╭─ Supplied information
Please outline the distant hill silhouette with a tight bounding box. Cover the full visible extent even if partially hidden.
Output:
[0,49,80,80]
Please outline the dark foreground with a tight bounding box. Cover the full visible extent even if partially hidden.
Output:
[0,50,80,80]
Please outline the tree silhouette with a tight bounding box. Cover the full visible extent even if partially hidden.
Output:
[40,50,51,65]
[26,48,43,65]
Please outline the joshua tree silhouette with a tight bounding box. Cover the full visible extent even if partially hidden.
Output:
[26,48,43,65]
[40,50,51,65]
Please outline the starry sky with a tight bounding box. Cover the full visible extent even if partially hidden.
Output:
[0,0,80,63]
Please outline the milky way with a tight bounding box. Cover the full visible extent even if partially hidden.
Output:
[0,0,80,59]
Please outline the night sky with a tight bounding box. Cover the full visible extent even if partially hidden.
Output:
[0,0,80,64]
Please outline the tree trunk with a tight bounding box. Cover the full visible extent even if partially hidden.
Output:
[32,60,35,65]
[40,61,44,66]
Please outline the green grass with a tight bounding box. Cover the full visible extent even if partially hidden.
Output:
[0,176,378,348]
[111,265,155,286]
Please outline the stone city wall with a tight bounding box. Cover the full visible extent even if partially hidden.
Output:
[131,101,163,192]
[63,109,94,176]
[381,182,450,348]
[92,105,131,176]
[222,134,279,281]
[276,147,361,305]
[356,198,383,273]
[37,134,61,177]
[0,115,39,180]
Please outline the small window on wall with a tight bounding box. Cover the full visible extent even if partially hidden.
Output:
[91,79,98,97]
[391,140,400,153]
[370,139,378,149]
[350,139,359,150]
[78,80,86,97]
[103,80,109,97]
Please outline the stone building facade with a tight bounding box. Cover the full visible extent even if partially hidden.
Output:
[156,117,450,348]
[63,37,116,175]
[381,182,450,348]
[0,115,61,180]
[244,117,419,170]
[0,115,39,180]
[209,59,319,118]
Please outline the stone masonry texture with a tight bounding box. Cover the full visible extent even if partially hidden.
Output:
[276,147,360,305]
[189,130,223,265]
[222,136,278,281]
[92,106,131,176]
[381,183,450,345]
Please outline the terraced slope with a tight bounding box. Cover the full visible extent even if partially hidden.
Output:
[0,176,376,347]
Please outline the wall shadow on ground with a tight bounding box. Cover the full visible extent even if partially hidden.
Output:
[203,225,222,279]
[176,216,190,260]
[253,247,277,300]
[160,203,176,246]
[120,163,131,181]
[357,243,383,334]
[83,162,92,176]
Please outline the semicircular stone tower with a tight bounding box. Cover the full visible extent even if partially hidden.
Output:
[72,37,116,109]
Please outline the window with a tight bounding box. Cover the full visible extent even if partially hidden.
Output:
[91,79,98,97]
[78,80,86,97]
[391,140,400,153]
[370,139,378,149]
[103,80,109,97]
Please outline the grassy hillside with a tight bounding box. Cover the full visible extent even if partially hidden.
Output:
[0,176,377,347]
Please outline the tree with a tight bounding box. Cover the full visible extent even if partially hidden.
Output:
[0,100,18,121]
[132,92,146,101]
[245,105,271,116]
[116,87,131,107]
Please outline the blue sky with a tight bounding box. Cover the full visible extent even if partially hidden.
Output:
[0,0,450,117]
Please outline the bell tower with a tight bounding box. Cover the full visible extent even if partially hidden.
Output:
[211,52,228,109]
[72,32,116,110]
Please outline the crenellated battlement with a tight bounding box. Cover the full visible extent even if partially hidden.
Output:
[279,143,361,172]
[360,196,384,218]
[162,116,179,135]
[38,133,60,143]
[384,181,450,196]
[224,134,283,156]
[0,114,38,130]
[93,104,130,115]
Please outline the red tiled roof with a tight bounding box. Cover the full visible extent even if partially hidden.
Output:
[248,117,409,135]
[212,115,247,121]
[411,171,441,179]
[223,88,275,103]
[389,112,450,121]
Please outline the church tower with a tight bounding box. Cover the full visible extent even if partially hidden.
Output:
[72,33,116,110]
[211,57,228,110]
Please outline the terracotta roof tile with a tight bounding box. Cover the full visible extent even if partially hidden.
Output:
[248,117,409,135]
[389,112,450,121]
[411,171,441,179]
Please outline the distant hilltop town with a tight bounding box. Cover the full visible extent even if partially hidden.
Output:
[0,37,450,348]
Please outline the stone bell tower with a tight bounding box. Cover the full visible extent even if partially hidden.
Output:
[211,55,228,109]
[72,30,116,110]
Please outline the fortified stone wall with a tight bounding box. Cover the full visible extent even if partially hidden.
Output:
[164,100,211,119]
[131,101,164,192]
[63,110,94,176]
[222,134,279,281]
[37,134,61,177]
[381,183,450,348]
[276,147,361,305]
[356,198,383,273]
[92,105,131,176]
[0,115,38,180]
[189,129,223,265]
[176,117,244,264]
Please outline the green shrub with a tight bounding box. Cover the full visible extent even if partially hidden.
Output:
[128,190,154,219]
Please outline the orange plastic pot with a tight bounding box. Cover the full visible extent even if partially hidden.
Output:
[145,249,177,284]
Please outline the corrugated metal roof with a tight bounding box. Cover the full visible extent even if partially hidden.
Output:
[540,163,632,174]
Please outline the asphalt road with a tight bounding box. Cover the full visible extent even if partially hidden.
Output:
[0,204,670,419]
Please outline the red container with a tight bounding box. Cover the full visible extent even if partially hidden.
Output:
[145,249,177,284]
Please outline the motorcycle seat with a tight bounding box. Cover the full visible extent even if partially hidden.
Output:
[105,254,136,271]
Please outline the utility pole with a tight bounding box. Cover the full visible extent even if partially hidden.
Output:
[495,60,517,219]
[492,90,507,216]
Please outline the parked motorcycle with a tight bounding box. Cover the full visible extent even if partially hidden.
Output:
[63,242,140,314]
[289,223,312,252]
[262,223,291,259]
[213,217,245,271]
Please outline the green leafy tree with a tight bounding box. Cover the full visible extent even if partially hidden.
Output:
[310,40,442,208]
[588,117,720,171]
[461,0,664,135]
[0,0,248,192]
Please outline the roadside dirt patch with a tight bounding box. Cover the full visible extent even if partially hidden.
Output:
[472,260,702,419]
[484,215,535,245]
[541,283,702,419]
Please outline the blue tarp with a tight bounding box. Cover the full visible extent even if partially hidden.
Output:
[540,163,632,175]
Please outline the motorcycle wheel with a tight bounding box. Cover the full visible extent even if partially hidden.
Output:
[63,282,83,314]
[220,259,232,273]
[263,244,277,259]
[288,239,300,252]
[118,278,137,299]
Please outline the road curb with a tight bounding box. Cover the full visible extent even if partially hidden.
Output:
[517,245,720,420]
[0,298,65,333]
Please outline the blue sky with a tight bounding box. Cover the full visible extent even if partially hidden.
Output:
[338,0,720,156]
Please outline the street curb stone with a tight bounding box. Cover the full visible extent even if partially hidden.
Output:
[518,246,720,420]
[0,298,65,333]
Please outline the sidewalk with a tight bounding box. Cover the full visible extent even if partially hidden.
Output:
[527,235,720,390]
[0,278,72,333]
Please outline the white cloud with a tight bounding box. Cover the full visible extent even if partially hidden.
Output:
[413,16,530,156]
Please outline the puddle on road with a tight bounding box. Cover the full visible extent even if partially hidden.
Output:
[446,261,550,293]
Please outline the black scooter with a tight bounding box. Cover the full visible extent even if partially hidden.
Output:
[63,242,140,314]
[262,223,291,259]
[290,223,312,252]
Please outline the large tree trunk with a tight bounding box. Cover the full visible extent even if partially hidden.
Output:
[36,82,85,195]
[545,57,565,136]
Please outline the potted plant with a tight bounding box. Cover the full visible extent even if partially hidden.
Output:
╰─
§ Goal:
Copy every one of these items above word for word, line by line.

§ Answer:
Please outline the distant hill silhouette with a tight bounding box. Cover the full visible extent even if partially hidden.
Output:
[0,49,80,80]
Please outline the dark foreground with a tight bounding box. Cover the full visible extent even if partially hidden.
Output:
[0,50,80,80]
Please outline the tree silhouette with a tight bounding box. Cover the full visible extent even if partially hidden.
Output:
[40,50,51,65]
[26,48,43,65]
Please outline the joshua tree silhouette with a tight bounding box. Cover the full visible extent even if partially hidden.
Output:
[26,48,43,65]
[40,50,51,65]
Please outline the starry sky with a tight bounding box. Cover the full visible extent even if partially hidden.
Output:
[0,0,80,63]
Please outline the milky way with a tight bounding box. Cover the full visible extent even if partially hidden.
Output:
[0,0,80,59]
Please outline the night sky with a tight bounding box. Cover the full visible extent even if partially hidden.
Output:
[0,0,80,64]
Please outline the tree trunk with a tight bounding box. Cover the full visible extent even if partially hidden.
Output:
[32,60,35,65]
[40,61,44,66]
Please outline the green grass with a tight bounding box. Cover the full visible extent even if partially hidden.
Output:
[0,176,378,348]
[111,265,155,286]
Please outline the stone city wall with a tight bounding box. Cover the full visible extent even if partially hidden.
Output:
[131,101,163,192]
[63,109,94,176]
[381,182,450,348]
[92,105,131,176]
[222,134,279,281]
[276,147,361,305]
[356,198,383,273]
[37,134,61,177]
[0,115,39,180]
Please outline the small window on wall with a tight bounding box. Cover the full visible extent even if partially hidden.
Output:
[91,79,98,97]
[391,140,400,153]
[370,139,378,149]
[350,139,359,150]
[78,80,86,97]
[103,80,109,97]
Please outline the stone building facade with a tight bounding box. Cover the full visible extent even if partially hidden.
Output:
[156,117,450,348]
[63,37,116,175]
[381,182,450,348]
[0,115,61,180]
[244,117,419,170]
[0,115,39,180]
[209,59,319,118]
Please outline the stone masonry texture with a tight bounding box. Cover the full visible extent even if partially hidden.
Output:
[276,147,360,305]
[189,130,223,265]
[222,136,278,281]
[92,106,131,176]
[381,183,450,345]
Please outline the terraced slope with a tight bounding box. Cover the full visible extent even if partially hidden.
Output:
[0,176,376,347]
Please outline the wall shadow on ground with a tight bounding box. Cover the full visible extent even if partially hidden.
Output:
[203,225,222,279]
[176,216,190,260]
[253,247,277,300]
[160,203,176,246]
[120,163,131,181]
[357,243,383,334]
[83,162,92,176]
Please outline the semicircular stone tower with a tight bounding box. Cover the full visible extent even if partially hidden.
Output:
[72,37,116,109]
Please outline the window with a tight bounding box. Cover the full visible extent even if partially hidden.
Output:
[91,79,98,97]
[78,80,86,97]
[391,140,400,153]
[370,139,378,149]
[103,80,109,97]
Please outline the grassy hillside with a tight bounding box. Cover the full visible extent even if partially hidden.
Output:
[0,176,377,347]
Please outline the tree with a tight bounding box. Cover the full visible extent even if partially hidden.
Output:
[0,100,18,121]
[132,92,146,101]
[245,105,271,116]
[116,87,131,107]
Please outline the blue sky with a tight bounding box. Cover the full visible extent even if partially hidden.
Output:
[0,0,450,117]
Please outline the bell tower with a tight bounding box. Cover the full visible extent even if partially hidden.
Output:
[211,52,228,109]
[72,32,116,110]
Please outline the crenellated battlement with a tight bounding box. Cover the full visible extent even if partially hidden.
Output:
[279,143,361,172]
[360,196,384,218]
[162,116,179,135]
[38,133,60,143]
[384,181,450,196]
[224,134,283,156]
[0,114,38,130]
[93,104,130,115]
Please outline the red tiled roof with a tight bounding box. Cover the full visible extent even if partially hidden.
Output:
[248,117,409,135]
[212,115,247,121]
[411,171,441,179]
[223,88,275,103]
[389,112,450,121]
Please outline the church tower with a tight bounding box. Cover the full visible extent even if partially hidden.
Output:
[72,33,116,110]
[211,57,228,110]
Please outline the terracotta roof tile with a tight bounding box. Cover the full visible extent even if partially hidden.
Output:
[248,117,409,135]
[389,112,450,121]
[411,171,441,179]
Please outline the distant hilltop town with a tight bounding box. Cover the full visible extent even if partially hidden.
Output:
[0,37,450,348]
Please outline the stone bell tower with a tight bounding box. Cover the full visible extent even if partially hidden.
Output:
[211,55,228,109]
[72,30,116,110]
Please outline the fortified stone wall with a tight bounding box. Cover the full visible extent even if partially hidden.
Output:
[164,100,211,119]
[131,101,164,192]
[63,110,94,176]
[222,134,279,281]
[37,134,61,177]
[381,183,450,348]
[276,147,361,305]
[356,198,383,273]
[92,105,131,176]
[0,115,38,180]
[189,129,223,265]
[176,117,244,264]
Please outline the green shrub with a tight bounding box. Cover the full visible extent even if partially hidden.
Output:
[128,190,154,219]
Please outline the orange plastic pot with a tight bounding box. Cover the full visible extent even if partially hidden.
Output:
[145,249,177,284]
Please outline the corrugated metal roof with a tight bounding box. Cover the full visible extent even if partially hidden.
Output:
[540,163,632,174]
Please outline the asphalt road with a tight bounding box. Cover the full visible extent even if partially hidden.
Output:
[0,204,670,419]
Please outline the red container with a tight bounding box. Cover the full visible extent even if partially hidden.
Output:
[145,249,177,284]
Please outline the motorcycle seat with a tight bounding box. Cover the full visible extent even if partially hidden.
Output:
[105,254,136,271]
Please outline the utility pole with a tight bounding box. Cover the full visible extent even if partially hidden.
Output:
[495,60,517,219]
[492,90,507,216]
Please outline the parked motorcycle with a tight bounding box. Cover the full visible extent even if partially hidden.
Output:
[63,242,140,314]
[289,223,312,252]
[262,223,291,259]
[213,217,245,271]
Please outline the green leafy tree with a tight bounding box. Cover the full visible extent even if partially hidden.
Output:
[310,40,442,208]
[588,117,720,171]
[461,0,664,135]
[0,0,248,192]
Please outline the roadside dirt patch with a tight bounding box. Cover the full visible extent even if partially hidden.
Output:
[472,260,702,419]
[484,215,535,245]
[541,283,702,419]
Please outline the blue tarp with a tight bounding box. Cover the full visible extent even if partially hidden.
Output:
[540,163,632,175]
Please outline the motorcycle wheel with a tight bounding box. Cover the full visible extent even if partially hidden.
Output:
[63,282,83,314]
[220,259,232,273]
[263,244,277,259]
[288,239,300,252]
[118,278,137,299]
Please outline the road curb with a tight bounding box. Cover the full visible extent even if partially hidden.
Output:
[517,245,720,420]
[0,298,65,333]
Please outline the blue sky with a tight bounding box. Cover the full visible extent even if partially hidden.
Output:
[338,0,720,156]
Please outline the street curb stone with a tight bounding box. Cover the full visible extent even if partially hidden.
Output:
[518,246,720,420]
[0,298,65,333]
Please outline the sidewalk with a tight bounding box. Cover the full visible extent even if partially hidden.
Output:
[527,235,720,390]
[0,278,72,333]
Please outline the white cloud with a tight bounding box. Cover the full visible extent even if partially hidden.
Output:
[413,16,530,156]
Please outline the puddle on road with a tight bounding box. Cover the full visible extent even if partially hidden.
Output:
[446,261,550,293]
Please outline the black scooter with a tight bounding box. Cover the full visible extent even if partially hidden.
Output:
[63,242,140,314]
[262,223,291,259]
[290,223,312,252]
Please outline the large tree trunk with a tight bounding box. Cover the full visible extent even if partially hidden.
Output:
[36,82,85,195]
[545,57,565,136]
Please outline the potted plant with a tight bounding box. Cover the full visible extent even if partially hidden.
Output:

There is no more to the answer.